Please set down every line of the records below exactly, without the pictures.

**** Dataset records

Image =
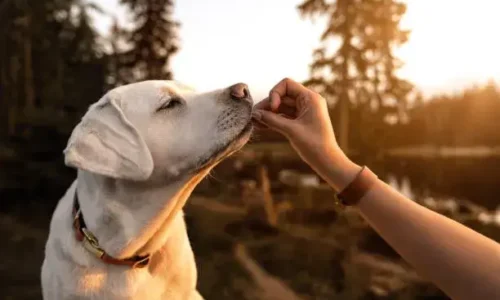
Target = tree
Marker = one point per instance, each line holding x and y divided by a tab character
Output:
50	62
154	40
360	73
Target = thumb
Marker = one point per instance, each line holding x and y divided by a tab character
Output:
273	121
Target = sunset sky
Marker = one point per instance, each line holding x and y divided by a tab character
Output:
453	43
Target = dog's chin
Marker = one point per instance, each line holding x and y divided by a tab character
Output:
222	152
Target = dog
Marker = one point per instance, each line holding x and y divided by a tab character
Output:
118	232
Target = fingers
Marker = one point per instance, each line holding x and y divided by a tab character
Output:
266	104
274	121
286	87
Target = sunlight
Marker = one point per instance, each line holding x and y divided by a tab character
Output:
452	43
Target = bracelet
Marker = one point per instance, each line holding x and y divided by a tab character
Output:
357	189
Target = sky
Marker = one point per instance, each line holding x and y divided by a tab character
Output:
259	42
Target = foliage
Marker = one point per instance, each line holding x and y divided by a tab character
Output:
152	42
361	73
469	118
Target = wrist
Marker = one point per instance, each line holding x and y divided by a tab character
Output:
340	170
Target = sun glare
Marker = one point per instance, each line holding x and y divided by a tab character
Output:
453	42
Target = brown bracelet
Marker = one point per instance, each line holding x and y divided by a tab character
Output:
352	194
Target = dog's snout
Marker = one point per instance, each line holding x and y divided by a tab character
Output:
239	91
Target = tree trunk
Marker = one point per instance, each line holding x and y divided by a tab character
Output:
29	89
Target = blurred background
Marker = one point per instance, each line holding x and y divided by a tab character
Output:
413	88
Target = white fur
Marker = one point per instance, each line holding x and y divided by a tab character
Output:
136	168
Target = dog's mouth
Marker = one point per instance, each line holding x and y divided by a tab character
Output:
226	150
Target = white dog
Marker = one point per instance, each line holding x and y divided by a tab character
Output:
119	232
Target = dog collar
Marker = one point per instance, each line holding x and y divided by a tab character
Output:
91	243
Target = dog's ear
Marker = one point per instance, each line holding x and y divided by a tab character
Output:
106	143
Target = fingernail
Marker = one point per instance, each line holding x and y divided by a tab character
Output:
257	115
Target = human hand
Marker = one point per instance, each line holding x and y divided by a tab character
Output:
302	116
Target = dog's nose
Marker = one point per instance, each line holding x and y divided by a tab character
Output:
239	91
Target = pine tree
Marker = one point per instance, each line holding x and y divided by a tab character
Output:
361	72
153	42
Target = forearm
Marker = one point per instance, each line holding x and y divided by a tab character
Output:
463	263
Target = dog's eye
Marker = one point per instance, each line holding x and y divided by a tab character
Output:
173	102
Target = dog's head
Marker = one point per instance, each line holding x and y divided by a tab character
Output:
160	129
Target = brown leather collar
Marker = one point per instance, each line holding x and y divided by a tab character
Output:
91	243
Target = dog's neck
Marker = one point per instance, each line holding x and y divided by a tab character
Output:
132	218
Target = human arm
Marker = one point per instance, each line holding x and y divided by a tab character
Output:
461	262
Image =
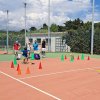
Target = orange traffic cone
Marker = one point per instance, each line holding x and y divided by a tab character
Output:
88	58
65	57
28	70
78	57
40	66
12	65
19	71
18	67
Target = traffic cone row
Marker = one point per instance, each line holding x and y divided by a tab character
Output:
27	70
72	58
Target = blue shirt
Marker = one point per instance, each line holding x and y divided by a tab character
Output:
35	46
25	53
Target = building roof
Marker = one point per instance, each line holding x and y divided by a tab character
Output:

********

Your solution »
Image =
Target = tree
Marker = one point per instance, each line holding x and y divided by a tab character
Output:
50	62
154	40
360	73
Target = thumb
Marker = one point per instance, each line holding x and y divided by a tab character
Output:
273	121
Target = sunset sky
Marker = one point per instance, each line holding x and y divided by a tab character
Output:
453	43
Target = dog's chin
Marker = one point per instance, each line holding x and y divided by a tab character
Output:
222	152
Target = dog
Marker = one point per instance, each line holding x and y divided by a tab character
Output:
118	232
Target = fingers
Marker = one point per instance, each line holding x and y divided by a tab character
Output:
266	104
274	121
286	87
Target = sunlight
Marker = one point per instance, each line holding x and y divided by a tab character
Output:
452	43
Target = bracelet
Marker = one point per instance, each line holding x and y divided by a tab character
Output:
357	189
Target = sky
Marker = one point per instance, each line holding x and y divided by a tab character
Output:
259	42
Target = foliage
Marker = one point per instance, each line holding x and y divided by a tab character
Output:
152	42
361	73
469	118
Target = wrist
Marker = one point per instance, each line holding x and y divided by a tab character
Output:
340	170
Target = sun glare
Marker = one point per instance, each line holding x and y divided by a tab character
Output:
453	42
Target = brown bracelet
Marker = one point per instance, each line holding x and y divided by a tab character
Output:
352	194
Target = dog's snout
Marker = one point per instance, each line holding x and y divided by a tab character
Output:
239	91
Target = tree trunk
Marker = one point per instance, each line holding x and y divided by a tab character
Output:
29	89
Target = blurred background
Marker = one point per instance, each line holding x and y divided by a tab character
Output:
413	88
Target = white fur
Marker = one point per instance, each line holding x and y divided by a tab character
Output:
136	168
Target = dog's mouth
Marker = one point per instance, each line holding x and y divided by a tab character
Output:
226	150
Target = white dog
Marker = one point per instance, each line holding x and y divided by a tab character
Output:
119	232
Target = dog collar
Marker = one point per instance, each line holding x and y divided by a tab character
Output:
91	243
Target = dog's ear
Marker = one point per instance, each line holding x and y divided by a tab character
Output:
106	143
Target = fingernail
Marker = one point per instance, each line holding x and y divided by a tab character
Output:
257	115
Target = human hand
Marker = one point per instance, each line holding x and y divided by a tab character
Output:
302	116
Target = dog's nose
Marker = one point per instance, each line holding x and y divided by a tab character
Output:
239	91
Target = pine tree
Marker = one point per instance, each line holding x and y divided by a tab character
Output:
361	72
153	42
Target = forearm
Marker = one point per instance, each line holding x and y divided by a tab character
Output:
463	263
Target = dog's eye
Marker = one point per instance, each line holding x and y divided by a tab character
Output:
173	102
Target = dog's head
Marker = one point per instance, each line holding x and y divided by a tab character
Output:
160	129
Target = brown leather collar
Marker = one point per instance, each line holding x and y divided by a tab character
Output:
91	243
Target = dog's neck
Marker = one point per instance, each line holding x and y divided by a tab character
Output:
132	218
Target = human arm
Marker = one point per instance, each line holding x and y divided by a tab character
Output:
461	262
Image =
Target = orange traffic cone
Marker = one point per instance, each line holding x and y divided by a tab character
Output:
88	58
65	57
28	70
78	57
40	66
12	65
19	71
18	67
Target = traffic cone row
Marker = one point per instance, each line holding x and y divided by a tab character
Output:
27	70
72	58
Target = blue shirt
Marker = one point per instance, each line holding x and y divided by a tab character
Output:
35	46
25	53
Target = building roof
Marker = one point per instance, each line holding x and y divided by a tab character
Output:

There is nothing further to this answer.